Skip the images. Copy the records exactly as written.

-- BEGIN Exercise materials --

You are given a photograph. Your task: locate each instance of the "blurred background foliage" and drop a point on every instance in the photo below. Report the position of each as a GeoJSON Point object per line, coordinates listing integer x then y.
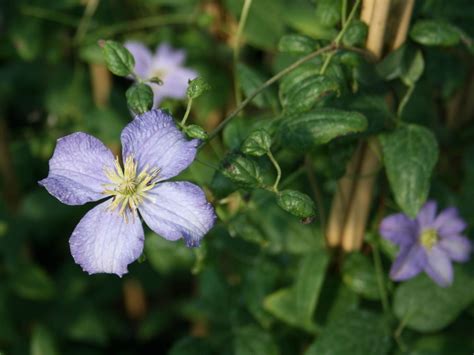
{"type": "Point", "coordinates": [262, 282]}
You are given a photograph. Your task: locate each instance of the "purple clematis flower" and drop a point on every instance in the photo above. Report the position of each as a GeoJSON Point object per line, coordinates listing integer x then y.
{"type": "Point", "coordinates": [110, 236]}
{"type": "Point", "coordinates": [166, 64]}
{"type": "Point", "coordinates": [428, 243]}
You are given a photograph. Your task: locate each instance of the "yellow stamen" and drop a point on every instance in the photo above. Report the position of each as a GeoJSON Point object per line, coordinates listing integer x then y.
{"type": "Point", "coordinates": [429, 238]}
{"type": "Point", "coordinates": [128, 188]}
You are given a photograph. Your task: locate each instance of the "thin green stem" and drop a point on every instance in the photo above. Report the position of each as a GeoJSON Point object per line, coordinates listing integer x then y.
{"type": "Point", "coordinates": [238, 36]}
{"type": "Point", "coordinates": [145, 22]}
{"type": "Point", "coordinates": [91, 7]}
{"type": "Point", "coordinates": [344, 12]}
{"type": "Point", "coordinates": [404, 102]}
{"type": "Point", "coordinates": [278, 169]}
{"type": "Point", "coordinates": [188, 110]}
{"type": "Point", "coordinates": [338, 38]}
{"type": "Point", "coordinates": [327, 60]}
{"type": "Point", "coordinates": [380, 279]}
{"type": "Point", "coordinates": [318, 196]}
{"type": "Point", "coordinates": [265, 85]}
{"type": "Point", "coordinates": [347, 23]}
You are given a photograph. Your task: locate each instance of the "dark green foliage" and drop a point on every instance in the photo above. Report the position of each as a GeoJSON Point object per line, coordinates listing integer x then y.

-- END Exercise materials --

_Output for this task_
You are given a photograph. Your task: locate each instance of the "blurred background foliage" and drop a point on every instance in the photo below. Report the position of each as a GeoJSON Point object per line, coordinates listing integer x then y.
{"type": "Point", "coordinates": [262, 282]}
You are given a photograph. Your task: locate each instance of the "purple clematis flower" and drop a point on every instance in the photo above. Report the position of each as a GeoJSON Point object per line, coordinates listing integer x then y.
{"type": "Point", "coordinates": [110, 236]}
{"type": "Point", "coordinates": [166, 64]}
{"type": "Point", "coordinates": [428, 243]}
You are given a photograph. Your task: locate each instance of the "yellow stamen" and drop a point on every instance in the photo above. Report the position of each as a GeoJSON Point object per line, coordinates listing integer x then y.
{"type": "Point", "coordinates": [429, 238]}
{"type": "Point", "coordinates": [128, 188]}
You are given a photograph. Your task: locate each instance of the "thin green stem" and drop a point on every instance in the photo above. Report the position of each as a GeoJSON Point object per line, coordinates listing integer x then y.
{"type": "Point", "coordinates": [238, 36]}
{"type": "Point", "coordinates": [145, 22]}
{"type": "Point", "coordinates": [91, 7]}
{"type": "Point", "coordinates": [344, 12]}
{"type": "Point", "coordinates": [404, 102]}
{"type": "Point", "coordinates": [278, 169]}
{"type": "Point", "coordinates": [188, 110]}
{"type": "Point", "coordinates": [338, 38]}
{"type": "Point", "coordinates": [327, 60]}
{"type": "Point", "coordinates": [380, 279]}
{"type": "Point", "coordinates": [318, 196]}
{"type": "Point", "coordinates": [265, 85]}
{"type": "Point", "coordinates": [347, 23]}
You are given a photograph. Your task: locate each instance of the "dark green foliage" and drop a point on every instance in the photo above. Report the position of each as a GeoJSON Point object per line, coordinates listing integer x then y.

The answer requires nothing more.